== Given request ==
Copy every one of the following items back word for word, but drop the pictures from your copy.

== Point annotations for photos ==
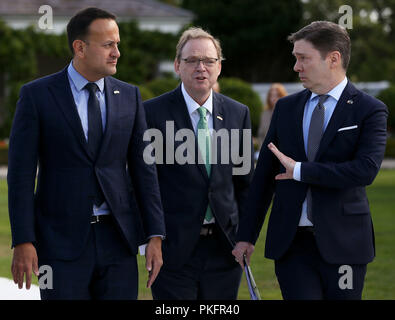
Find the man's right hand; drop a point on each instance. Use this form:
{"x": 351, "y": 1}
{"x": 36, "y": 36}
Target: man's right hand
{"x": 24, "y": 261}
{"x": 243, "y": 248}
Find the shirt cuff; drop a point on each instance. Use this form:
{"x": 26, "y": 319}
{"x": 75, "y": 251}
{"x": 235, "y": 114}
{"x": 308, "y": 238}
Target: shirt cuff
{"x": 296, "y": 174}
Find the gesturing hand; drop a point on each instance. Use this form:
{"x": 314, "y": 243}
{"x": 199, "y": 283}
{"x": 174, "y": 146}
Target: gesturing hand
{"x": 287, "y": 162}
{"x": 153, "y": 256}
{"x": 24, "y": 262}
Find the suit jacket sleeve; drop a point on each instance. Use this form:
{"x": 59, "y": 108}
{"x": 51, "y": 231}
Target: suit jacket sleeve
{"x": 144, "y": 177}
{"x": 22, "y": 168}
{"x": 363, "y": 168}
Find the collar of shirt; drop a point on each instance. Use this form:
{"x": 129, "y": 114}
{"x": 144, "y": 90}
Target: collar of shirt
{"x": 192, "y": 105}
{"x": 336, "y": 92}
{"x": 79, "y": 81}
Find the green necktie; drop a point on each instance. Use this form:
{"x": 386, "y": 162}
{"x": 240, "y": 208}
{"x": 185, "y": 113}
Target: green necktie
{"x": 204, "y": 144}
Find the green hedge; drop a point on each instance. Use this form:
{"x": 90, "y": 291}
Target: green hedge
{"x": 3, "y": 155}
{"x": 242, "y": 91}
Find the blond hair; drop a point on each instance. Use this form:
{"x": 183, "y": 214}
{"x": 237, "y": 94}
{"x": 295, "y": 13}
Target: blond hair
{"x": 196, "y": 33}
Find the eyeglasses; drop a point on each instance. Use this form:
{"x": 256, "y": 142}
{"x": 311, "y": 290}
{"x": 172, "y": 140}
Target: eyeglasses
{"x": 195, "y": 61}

== Output for this exercise ==
Find the man's right hand; drop a point on each instance. Use this form:
{"x": 351, "y": 1}
{"x": 36, "y": 36}
Target: man's right hand
{"x": 24, "y": 261}
{"x": 243, "y": 248}
Find the shirt cuff; drop a point on each instance. Use this form:
{"x": 26, "y": 319}
{"x": 75, "y": 251}
{"x": 235, "y": 114}
{"x": 308, "y": 238}
Target: shirt cuff
{"x": 296, "y": 174}
Find the gesturing hand; drop a point on each instance. Use this form:
{"x": 314, "y": 243}
{"x": 199, "y": 283}
{"x": 174, "y": 146}
Target: gesturing hand
{"x": 287, "y": 162}
{"x": 153, "y": 256}
{"x": 24, "y": 262}
Find the suit jacket sleeve; drop a point on each instance. Use this form:
{"x": 59, "y": 108}
{"x": 51, "y": 231}
Target: suit jacket sleeve
{"x": 144, "y": 177}
{"x": 22, "y": 168}
{"x": 363, "y": 168}
Find the collar of shirt; drop a point on each instance. Use this form:
{"x": 129, "y": 114}
{"x": 144, "y": 90}
Target: collar of shirt
{"x": 192, "y": 105}
{"x": 336, "y": 92}
{"x": 79, "y": 81}
Find the green necktie; drop a point on each instance. Use this form:
{"x": 386, "y": 162}
{"x": 240, "y": 208}
{"x": 185, "y": 113}
Target: green necktie
{"x": 204, "y": 144}
Find the green hedge; drop a point on each instance. Use this form:
{"x": 90, "y": 291}
Target: green hedge
{"x": 3, "y": 155}
{"x": 242, "y": 91}
Find the blond hair; drop a point on each instance. Use this form:
{"x": 183, "y": 214}
{"x": 237, "y": 94}
{"x": 295, "y": 13}
Target: blond hair
{"x": 196, "y": 33}
Find the eyeglasses; drop a point on each instance. Use this form:
{"x": 256, "y": 142}
{"x": 311, "y": 290}
{"x": 172, "y": 140}
Target: eyeglasses
{"x": 195, "y": 61}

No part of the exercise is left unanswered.